> [Texto dado]:
------

Ángel Bercerril, misionero en Tailandia

 

Ángel Becerril,

misionero del IEME en Tailandia:

“Me toca ser simplemente rocío”

 

 

Ángel Becerril Fernández nació en Cozuelos de Ojeda (Palencia) en 1938. Ingresó en el Seminario de Misiones en tercero de Filosofía, en 1958. Hizo su compromiso perpetuo con el IEME en 1963. Fue ordenado de presbítero en Burgos en 1964. Fue destinado al Grupo de la entonces Rhodesia y estuvo trabajando en las misiones de Kana, Nembudzia y Matetsi (Zimbabue). En  los años 1972-1973 vino a Madrid como formador. Volvió a Huange en 1974. En 1991 fue destinado al nuevo Grupo de Tailandia, donde permanece hasta ahora. Hay que destacar en Ángel el  buen trabajo desarrollado en Zimbabue durante largos años y su disponibilidad para ser pionero del nuevo Grupo misionero del IEME en Asia, en Tailandia. Después de treinta años ahí sigue viviendo ahora en Udon Thani, la capital de la diócesis y colaborando en tareas pastorales en la catedral.

      De internet tomo esta entrevista publicada en la revista “Iglesia en Palencia”, el 15 de septiembre de 2017:

Ángel Becerril (IEME) es un misionero veterano; sus 27 primeros años como misionero, se los dio a Zimbabwe, y los otros 27, a Tailandia, ahí sigue, a sus 80 años, dándonos esa suave fragancia evangélica.

------

> [Datos proporcionados]:

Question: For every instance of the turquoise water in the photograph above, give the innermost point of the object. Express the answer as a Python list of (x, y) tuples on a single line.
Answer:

------

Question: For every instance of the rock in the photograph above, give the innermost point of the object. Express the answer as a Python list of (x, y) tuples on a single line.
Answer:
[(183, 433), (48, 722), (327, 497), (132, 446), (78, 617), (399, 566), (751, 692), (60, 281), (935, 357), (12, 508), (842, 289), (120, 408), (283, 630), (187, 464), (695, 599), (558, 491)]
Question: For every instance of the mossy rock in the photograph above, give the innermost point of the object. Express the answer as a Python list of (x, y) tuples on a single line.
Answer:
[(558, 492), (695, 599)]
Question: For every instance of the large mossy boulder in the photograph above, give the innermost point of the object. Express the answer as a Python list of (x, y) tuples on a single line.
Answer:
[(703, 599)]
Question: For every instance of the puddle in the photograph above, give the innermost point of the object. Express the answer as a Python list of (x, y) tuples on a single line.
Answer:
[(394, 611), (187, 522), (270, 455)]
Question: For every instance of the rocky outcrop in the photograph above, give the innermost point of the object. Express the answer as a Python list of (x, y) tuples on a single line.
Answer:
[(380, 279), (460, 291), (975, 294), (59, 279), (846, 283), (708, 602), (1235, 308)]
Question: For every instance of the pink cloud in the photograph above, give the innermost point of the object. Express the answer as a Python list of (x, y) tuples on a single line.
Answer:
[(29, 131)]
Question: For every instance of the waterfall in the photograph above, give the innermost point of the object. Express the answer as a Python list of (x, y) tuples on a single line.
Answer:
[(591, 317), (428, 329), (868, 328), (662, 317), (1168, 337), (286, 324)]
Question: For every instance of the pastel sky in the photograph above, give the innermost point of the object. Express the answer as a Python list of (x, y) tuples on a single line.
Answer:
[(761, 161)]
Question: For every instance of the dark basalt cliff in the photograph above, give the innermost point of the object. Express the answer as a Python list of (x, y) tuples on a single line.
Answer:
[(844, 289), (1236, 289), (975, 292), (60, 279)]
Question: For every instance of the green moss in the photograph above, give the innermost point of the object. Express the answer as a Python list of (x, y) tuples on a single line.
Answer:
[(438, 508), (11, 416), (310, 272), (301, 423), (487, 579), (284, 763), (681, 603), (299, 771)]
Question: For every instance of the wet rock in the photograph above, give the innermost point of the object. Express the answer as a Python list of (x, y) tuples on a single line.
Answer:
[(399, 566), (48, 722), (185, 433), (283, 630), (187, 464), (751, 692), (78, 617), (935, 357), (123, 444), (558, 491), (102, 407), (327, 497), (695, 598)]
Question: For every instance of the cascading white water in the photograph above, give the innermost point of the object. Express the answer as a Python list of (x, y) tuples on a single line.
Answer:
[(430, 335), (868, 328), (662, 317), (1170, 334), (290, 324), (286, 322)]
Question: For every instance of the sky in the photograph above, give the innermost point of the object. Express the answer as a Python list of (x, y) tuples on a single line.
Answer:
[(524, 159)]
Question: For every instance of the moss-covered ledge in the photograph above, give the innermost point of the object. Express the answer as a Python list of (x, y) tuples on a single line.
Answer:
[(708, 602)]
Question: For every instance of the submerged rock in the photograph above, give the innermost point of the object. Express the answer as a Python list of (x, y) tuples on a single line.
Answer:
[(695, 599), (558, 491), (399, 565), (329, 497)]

------

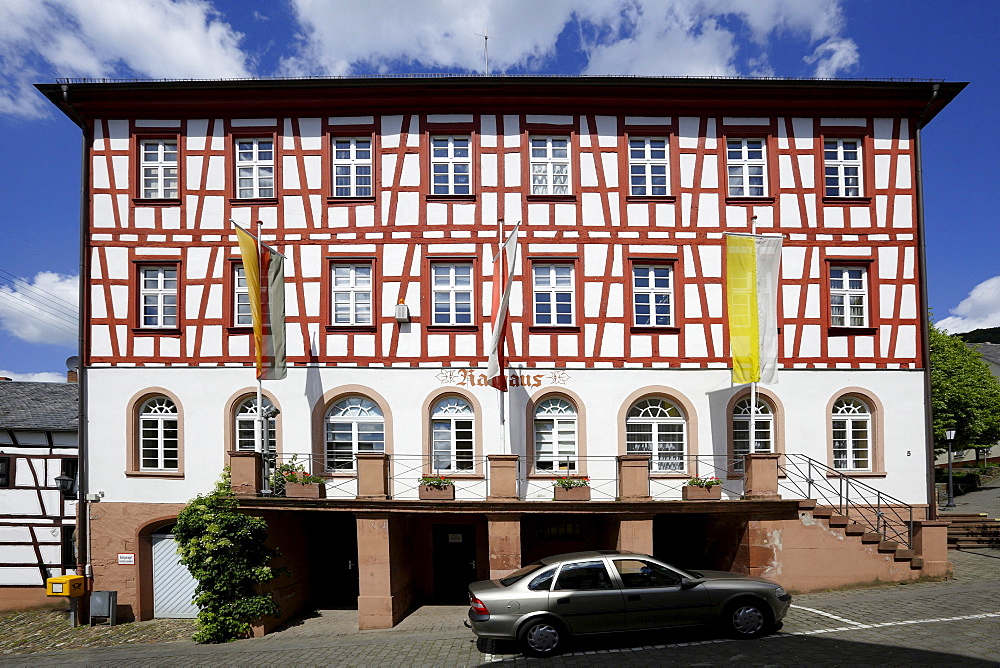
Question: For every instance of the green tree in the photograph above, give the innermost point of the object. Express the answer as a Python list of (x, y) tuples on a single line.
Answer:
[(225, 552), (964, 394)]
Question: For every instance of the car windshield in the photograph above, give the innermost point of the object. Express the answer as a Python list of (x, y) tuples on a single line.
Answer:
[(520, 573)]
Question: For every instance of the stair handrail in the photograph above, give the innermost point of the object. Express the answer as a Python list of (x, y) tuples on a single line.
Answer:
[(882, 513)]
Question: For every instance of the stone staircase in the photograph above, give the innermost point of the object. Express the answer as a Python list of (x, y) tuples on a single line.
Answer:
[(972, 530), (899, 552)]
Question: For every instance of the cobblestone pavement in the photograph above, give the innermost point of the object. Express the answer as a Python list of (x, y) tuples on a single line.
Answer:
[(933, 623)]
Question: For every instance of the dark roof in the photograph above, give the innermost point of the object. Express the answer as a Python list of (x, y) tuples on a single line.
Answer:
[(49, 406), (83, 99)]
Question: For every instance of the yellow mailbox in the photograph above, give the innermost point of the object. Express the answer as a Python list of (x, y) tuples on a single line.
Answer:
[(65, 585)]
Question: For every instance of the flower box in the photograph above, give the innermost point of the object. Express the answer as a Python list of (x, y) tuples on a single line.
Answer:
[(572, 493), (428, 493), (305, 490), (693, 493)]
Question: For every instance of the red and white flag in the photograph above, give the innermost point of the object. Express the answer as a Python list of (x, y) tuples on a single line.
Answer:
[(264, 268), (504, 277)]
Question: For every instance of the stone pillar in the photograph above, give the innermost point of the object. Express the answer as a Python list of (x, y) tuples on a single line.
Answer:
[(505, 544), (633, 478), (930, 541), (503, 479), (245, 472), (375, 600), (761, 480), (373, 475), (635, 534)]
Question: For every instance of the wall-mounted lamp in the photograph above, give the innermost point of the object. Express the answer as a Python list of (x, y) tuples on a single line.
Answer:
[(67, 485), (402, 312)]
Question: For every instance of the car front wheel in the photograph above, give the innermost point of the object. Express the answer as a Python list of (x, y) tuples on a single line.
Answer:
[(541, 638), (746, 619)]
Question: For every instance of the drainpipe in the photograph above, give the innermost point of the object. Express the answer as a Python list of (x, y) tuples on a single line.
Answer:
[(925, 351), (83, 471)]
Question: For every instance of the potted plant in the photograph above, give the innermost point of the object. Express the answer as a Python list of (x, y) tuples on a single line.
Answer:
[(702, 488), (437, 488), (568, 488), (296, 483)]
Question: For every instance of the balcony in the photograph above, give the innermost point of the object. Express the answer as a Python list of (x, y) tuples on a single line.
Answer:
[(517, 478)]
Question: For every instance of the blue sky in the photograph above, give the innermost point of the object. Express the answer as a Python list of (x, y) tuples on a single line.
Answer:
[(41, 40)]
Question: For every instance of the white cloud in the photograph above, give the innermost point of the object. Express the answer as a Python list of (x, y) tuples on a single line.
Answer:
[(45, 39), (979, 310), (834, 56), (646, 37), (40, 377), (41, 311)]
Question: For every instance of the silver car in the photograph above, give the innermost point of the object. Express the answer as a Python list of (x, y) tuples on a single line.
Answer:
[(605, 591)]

------

> [Qué se pide]:
(a) Copia literalmente del texto sobre Ángel Becerril el tramo que va desde "Ángel Becerril (IEME)" hasta "suave fragancia evangélica.".
(b) Prosigue el texto sobre Ángel Becerril a partir de su última oración.
Los registros provienen de otra fuente.

> [Respuestas por tarea]:
(a)
Ángel Becerril (IEME) es un misionero veterano; sus 27 primeros años como misionero, se los dio a Zimbabwe, y los otros 27, a Tailandia, ahí sigue, a sus 80 años, dándonos esa suave fragancia evangélica.

(b)
Recogemos una hermosa reflexión de este misionero diocesano en Tailandia : “Me inspiró esa reflexión - nos dice Ángel - un monje budista que instruía a sus novicios después de regresar de su ruta mañanera de mendicante por las calles del pueblo. Lo que él enseñaba a sus muchachos lo aplico yo a los tres misioneros distintos”.

¿Quiénes son esos tres misioneros distintos?

El primero es el misionero que yo quiero ser. Nació cuando yo soñaba en imitar aquel Padre Blanco de barba cana que, hace sesenta años, recorría los seminarios sembrando ilusiones en el corazón de los jóvenes seminaristas. Más tarde, ya en África, junto con otros visionarios del mundo de los sueños, se fueron sembrando las semillas de un misionero fantástico por los caminos y las aldeas de Zimbabwe.

Aún está a mi lado ese misionero que quiero ser pero que no acaba de tomar carne y hueso en la realidad. No desdeño ni desprecio a este primer misionero. Me hace bien su compañía. Le invito a caminar conmigo allí donde me llevan las tareas de la rutina de estos pueblos en el corazón de Asia. Pero constato que ese hermano mío y yo no nos identificamos. 

                                                                                          

El segundo misionero es aquel que otros creen que yo soy. Cuando leo revistas, libros o comentarios provenientes de España o de otros mundos distantes me doy cuenta de que todos tienen un gran aprecio al misionero de lejanas tierras, a quien levantan sobre un pedestal muy elevado. El santo cuanto más lejano más milagroso. En cambio, en su propia tierra el profeta no hace milagros.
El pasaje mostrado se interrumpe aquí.